▶ _Given entries_
————————
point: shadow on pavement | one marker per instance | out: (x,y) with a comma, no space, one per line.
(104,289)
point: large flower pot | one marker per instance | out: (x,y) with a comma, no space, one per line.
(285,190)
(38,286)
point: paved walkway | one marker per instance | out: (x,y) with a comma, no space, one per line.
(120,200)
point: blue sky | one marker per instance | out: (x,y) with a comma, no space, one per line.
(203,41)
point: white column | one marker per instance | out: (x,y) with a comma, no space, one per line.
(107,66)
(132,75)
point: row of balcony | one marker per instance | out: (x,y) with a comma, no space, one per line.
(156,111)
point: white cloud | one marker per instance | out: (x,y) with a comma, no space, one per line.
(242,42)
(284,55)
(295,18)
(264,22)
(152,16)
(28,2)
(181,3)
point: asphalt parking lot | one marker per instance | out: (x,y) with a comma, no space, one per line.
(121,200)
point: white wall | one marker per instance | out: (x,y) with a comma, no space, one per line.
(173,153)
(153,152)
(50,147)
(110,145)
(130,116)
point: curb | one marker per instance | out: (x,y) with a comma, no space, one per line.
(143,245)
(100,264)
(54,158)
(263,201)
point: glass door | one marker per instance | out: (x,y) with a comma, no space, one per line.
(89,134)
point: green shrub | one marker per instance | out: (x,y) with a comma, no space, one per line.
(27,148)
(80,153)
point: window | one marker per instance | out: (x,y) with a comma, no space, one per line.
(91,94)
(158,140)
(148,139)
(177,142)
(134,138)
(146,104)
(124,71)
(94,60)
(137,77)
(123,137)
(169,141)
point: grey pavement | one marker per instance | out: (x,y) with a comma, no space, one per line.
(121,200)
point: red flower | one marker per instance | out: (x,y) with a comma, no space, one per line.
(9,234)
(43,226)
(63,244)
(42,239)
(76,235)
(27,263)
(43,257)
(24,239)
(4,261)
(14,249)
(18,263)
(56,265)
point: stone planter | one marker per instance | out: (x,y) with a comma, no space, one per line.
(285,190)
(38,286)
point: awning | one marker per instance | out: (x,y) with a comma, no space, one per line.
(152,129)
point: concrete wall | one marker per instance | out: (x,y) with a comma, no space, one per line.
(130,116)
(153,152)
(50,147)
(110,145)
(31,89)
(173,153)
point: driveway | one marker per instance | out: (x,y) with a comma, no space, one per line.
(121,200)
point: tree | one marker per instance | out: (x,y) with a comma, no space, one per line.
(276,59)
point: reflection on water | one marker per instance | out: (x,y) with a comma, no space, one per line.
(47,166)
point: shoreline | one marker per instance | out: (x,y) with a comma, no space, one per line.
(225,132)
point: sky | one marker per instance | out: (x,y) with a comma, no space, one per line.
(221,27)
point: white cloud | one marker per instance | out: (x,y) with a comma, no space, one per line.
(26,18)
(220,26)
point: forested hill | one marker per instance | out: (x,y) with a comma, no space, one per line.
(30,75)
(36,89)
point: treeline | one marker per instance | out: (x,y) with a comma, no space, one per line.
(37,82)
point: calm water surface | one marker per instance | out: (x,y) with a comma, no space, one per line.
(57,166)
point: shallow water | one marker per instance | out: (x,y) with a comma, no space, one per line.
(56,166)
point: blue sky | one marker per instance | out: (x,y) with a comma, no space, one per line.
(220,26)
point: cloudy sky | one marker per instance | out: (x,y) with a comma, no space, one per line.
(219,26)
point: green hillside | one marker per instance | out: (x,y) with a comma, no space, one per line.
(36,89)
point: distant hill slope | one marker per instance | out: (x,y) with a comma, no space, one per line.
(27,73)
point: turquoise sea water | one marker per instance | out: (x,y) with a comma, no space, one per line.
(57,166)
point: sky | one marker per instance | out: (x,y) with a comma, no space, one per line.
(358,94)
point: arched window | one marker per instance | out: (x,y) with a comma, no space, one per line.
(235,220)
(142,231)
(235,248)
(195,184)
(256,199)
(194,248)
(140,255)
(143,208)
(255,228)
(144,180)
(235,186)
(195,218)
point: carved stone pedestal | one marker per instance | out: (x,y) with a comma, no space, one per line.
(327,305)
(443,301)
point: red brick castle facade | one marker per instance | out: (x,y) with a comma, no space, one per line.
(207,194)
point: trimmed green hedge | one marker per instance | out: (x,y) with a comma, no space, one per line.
————————
▶ _Written exercise_
Copy every row above word for word, keeping each one unchanged and in its original order.

▶ _Right answer_
point: shadow on pavement | one marker per instance | out: (x,y) with a comma, no space, one per line.
(104,289)
point: large flower pot | one marker per instance | out: (x,y) with a comma, no space, one per line.
(285,190)
(38,286)
point: paved walkway | one marker per instance | out: (x,y) with a comma, no space, one per line.
(120,200)
point: blue sky | one marker per instance | out: (x,y) with a comma, no space, one per line.
(203,41)
point: white column | one marker per instance | out: (x,y) with a comma, no space, one per line.
(107,66)
(132,75)
point: row of balcony | one marker per instance | out: (x,y) with a comma, no space, one per line.
(156,111)
point: white cloud | one marker per instance | out: (x,y) with a comma, no space, one per line.
(242,42)
(284,55)
(295,18)
(264,22)
(152,16)
(28,2)
(181,3)
point: asphalt parking lot | one marker per instance | out: (x,y) with a comma, no space, one per line.
(121,200)
point: white wall | one marker per instance | out: (x,y) with a comma, no space, one per line.
(173,153)
(153,152)
(50,147)
(110,145)
(130,116)
point: curb | one marker per instance | out: (x,y) with a comma, no space, one per line.
(143,245)
(100,264)
(54,158)
(263,201)
point: glass door | one marker per instance | out: (x,y) with a comma, no space, one per line.
(89,134)
point: green shrub | one marker per instance | out: (x,y) with a comma, no space, one per line.
(27,148)
(80,153)
point: window | one marker per instance | out: (x,y) with a comma, no space, one per line.
(91,94)
(158,140)
(148,139)
(177,142)
(134,138)
(146,104)
(124,71)
(94,60)
(137,77)
(123,137)
(169,141)
point: grey pavement | one marker per instance | out: (x,y) with a comma, no space, one per line.
(121,200)
point: red flower | one marker per instance | out: (x,y) with a comma, no space, one per line.
(9,234)
(43,226)
(63,244)
(42,239)
(76,235)
(27,263)
(43,257)
(24,239)
(4,261)
(14,249)
(18,263)
(56,265)
point: stone planter | one marker per instance | out: (x,y) with a comma, no space, one per line.
(285,190)
(38,286)
point: awning | one marker per instance | out: (x,y) with a comma, no space, one per line.
(152,129)
point: concrete wall | one marker per instance | out: (x,y) with a comma, no space, one per line.
(130,116)
(153,152)
(50,147)
(110,145)
(31,89)
(173,153)
point: driveway | one marker per instance | out: (x,y) with a comma, no space, one per line.
(121,200)
point: tree | one marker per instance | out: (x,y) with a comma, no space, one per line.
(276,59)
point: reflection on water | one marker per instance | out: (x,y) with a comma, no space, one per line.
(47,166)
point: shoreline | one marker per instance | out: (x,y) with a comma, no space, one per line.
(225,132)
point: sky | one marker per instance | out: (x,y) with a comma, no space, one per line.
(221,27)
point: white cloud | one marker per instance | out: (x,y) with a comma, no space, one per line.
(26,18)
(220,26)
point: forested hill | one marker per instance | out: (x,y) with a comma, no space, one per line.
(30,75)
(36,89)
point: treeline | one marker per instance | out: (x,y) with a comma, no space, one per line.
(37,82)
point: calm water surface | one marker per instance | out: (x,y) with a comma, no space, one per line.
(57,166)
point: shallow water | one marker per instance | out: (x,y) with a comma, no space, one per line.
(56,166)
point: blue sky | one marker per instance | out: (x,y) with a comma, no space, one per line.
(220,26)
point: cloudy sky | one marker per instance | out: (x,y) with a comma, no space, one per line.
(219,26)
point: green hillside | one marker per instance | out: (x,y) with a comma, no space, one per line.
(36,89)
point: distant hill slope | one marker per instance | out: (x,y) with a comma, no space, one per line.
(27,73)
point: turquoise sea water | one marker per instance | out: (x,y) with a comma, no space, one per line.
(57,166)
point: sky | one marker per instance | out: (x,y) with a comma, no space, one per line.
(358,94)
point: arched window | one marker per instance | out: (x,y) with a comma, no space, one per line.
(235,220)
(142,231)
(235,248)
(195,184)
(256,199)
(194,248)
(140,255)
(143,208)
(255,228)
(144,180)
(235,186)
(195,218)
point: carved stone pedestal | one marker per instance | out: (x,y) with a comma, no space, one per line.
(327,305)
(443,301)
point: red brick castle facade | one marker per instance | out: (x,y) with a comma, no space, one per line.
(207,194)
point: trimmed green hedge | one marker per instance | out: (x,y) with a comma, no space, one per line.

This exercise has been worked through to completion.